• [Consignes]:
1. Répondez aux questions suivantes à partir de l'extrait sur Daech et le Liban.
(a) Selon Jean Yves Le Drian, quel type d'ennemi Daech représente-t-il pour la France ?
(b) Quelle milice a démantelé l'État de droit au Liban ?
(c) Quel article du Code pénal fait l'objet d'un projet d'amendement ?
2. Modifiez l'extrait sur Daech et le Liban dans tout ce qui va de « Les considérations qui » jusqu'à « esprits du Levant. », en remplaçant « Levant » par « Proche-Orient ».
3. Poursuivez l'extrait sur Daech et le Liban à partir de sa dernière phrase.

• [Texte source]:
######

Faisant référence à Daech, figure emblématique de l’ennemi en 2016, Jean Yves Le Drian précise que, pour la France, "Daech est un ennemi conjoncturel explicitement lié à la menace qu’il exerce sur nous. Du point de vue de Daech, nous faisons partie des ennemis structurels: c’est ce que nous représentons et ce que nous sommes, qui doit être détruit" (J. Beauchard). On voit bien ici l’asymétrie de ce type de confrontation. D’un côté, l’État de droit nomme et indique son ennemi comme étant un danger objectif, matériel, celui d’un réseau transnational qu’il faut abattre. Par contre, l’adversaire essentialise son ennemi. Il est pure mécréance qui appartient à l’univers judéo-croisé. Peu lui importe qu’il soit organisé en État de droit. Cette notion lui demeure totalement étrangère.
Les considérations qui précèdent peuvent servir de grille de lecture afin de comprendre la campagne actuelle de puritanisme violent qui s’abat sur le Liban. Certes, dans un monde globalisé, ce malheureux pays se laisse, à son corps défendant, saisir par les batailles américaines sur le wokisme et les questions LGBTQ+. La gender culture anglo-américaine n’est pas encore intégrée comme catégorie culturelle par les esprits du Levant.

Ce qui distingue le Liban, c’est l’absence de l’État de droit. Il a été démantelé par la mainmise de la milice du Parti de Dieu, ou Hezbollah. Comme substitut, on voit les autorités confessionnelles jouer le garde-fou de la cohésion a minima de la société. Le Hezbollah et ses complices jouent la carte du dialogue à tout prix, en lieu et place des institutions qu’ils ont réduites en poussières. Au milieu de ce chaos surgit, par mimétisme, la crise du film Barbie ainsi que les échos des querelles autour des questions LGBTQ+, sans oublier le projet d’amendement de l’infâme article 534 du Code pénal. Du coup, les autorités confessionnelles montent au créneau et lancent, à tue-tête, leurs anathèmes contre l’immoralité en s’en prenant surtout au choix sexuel des uns et des autres. L’État est aux abonnés absents. Il demeure bouche cousue quand le Parti de Dieu promène son arsenal sur les routes du Liban et va jusqu’à tirer sur la population civile de Kahalé et tuer un résident de cette localité, membre d’un parti chrétien aux ordres du Hezbollah.

######

• [Données fournies]:
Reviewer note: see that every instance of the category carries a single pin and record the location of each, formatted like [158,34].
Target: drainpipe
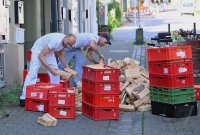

######

• [Corrigé détaillé]:
1.
(a) Un ennemi conjoncturel, explicitement lié à la menace qu'il exerce sur la France.
(b) La milice du Parti de Dieu, ou Hezbollah.
(c) L'article 534.

2.
Les considérations qui précèdent peuvent servir de grille de lecture afin de comprendre la campagne actuelle de puritanisme violent qui s’abat sur le Liban. Certes, dans un monde globalisé, ce malheureux pays se laisse, à son corps défendant, saisir par les batailles américaines sur le wokisme et les questions LGBTQ+. La gender culture anglo-américaine n’est pas encore intégrée comme catégorie culturelle par les esprits du Proche-Orient.

3.
Tout le monde s’égosille pour condamner l’immoralité du choix sexuel inverti. C’est lui l’ennemi structurel, à défaut d’ennemi conjoncturel, impossible à identifier par peur de rompre le dialogue et le faux consensus imposé par l’arsenal étranger. Voici l’ennemi à abattre: l’infâme. On viole les droits les plus élémentaires ; on pille, on tue, on trafique mais on demeure inflexible sur les valeurs traditionnelles d’une certaine masculinité. Un intellectuel (R.H.) a cru bon de poster sur Facebook sa condamnation de toute chasse aux sorcières. Un membre du clergé de son église, a cru bon de lui adresser un " voice " aux accents médiévaux, prononçant contre lui la "damnation éternelle et la malédiction du sacerdoce". Ni plus, ni moins. Tous les illuminés puritains, de toutes les confessions, se sont jetés dans la bataille contre l’ennemi strucurel, bientôt suivis par toute une faune où se mêlent la pègre et les catégories glauques de la fachosphère. On en est là.
Chacun veut se faire justice dans son coin et dans son enclos. Sus donc à ce bar où l’immoralité avait organisé un show. Une bande de gros bras, tout de noir vêtus comme les Chemises-Noires de Mussolini, arborant des croix bien visibles, sont donc tombés à bras raccourcis, au nom du Christ, sur les représentants de l’infamie, plus dangereux que tout l’arsenal du Hezbollah braqué sur la population civile. Ces fiers-à-bras, aux biceps gonflés, avaient-ils peur d’être contaminés par le mal?
On aurait aimé penser que cet ennemi commun induira un consensus suffisant pour refaire l’unité politique. Peine perdue. Les forces sectaires ont démontré, encore une fois, que l’ennemi de mon ennemi n’est pas nécessairement mon ami. En l’absence de l’État, le désordre règne, c’est la guerre de tous contre tous. Aux braves soldats chrétiens du Seigneur, qui se moquent du politique et qui ont fait vœu d’éradiquer l’infamie et l’immoralité par la violence, il est bon de rappeler cette réflexion de Mgr Georges Khodr : "Le Seigneur des armées est mort quand le Christ fut cloué sur la croix".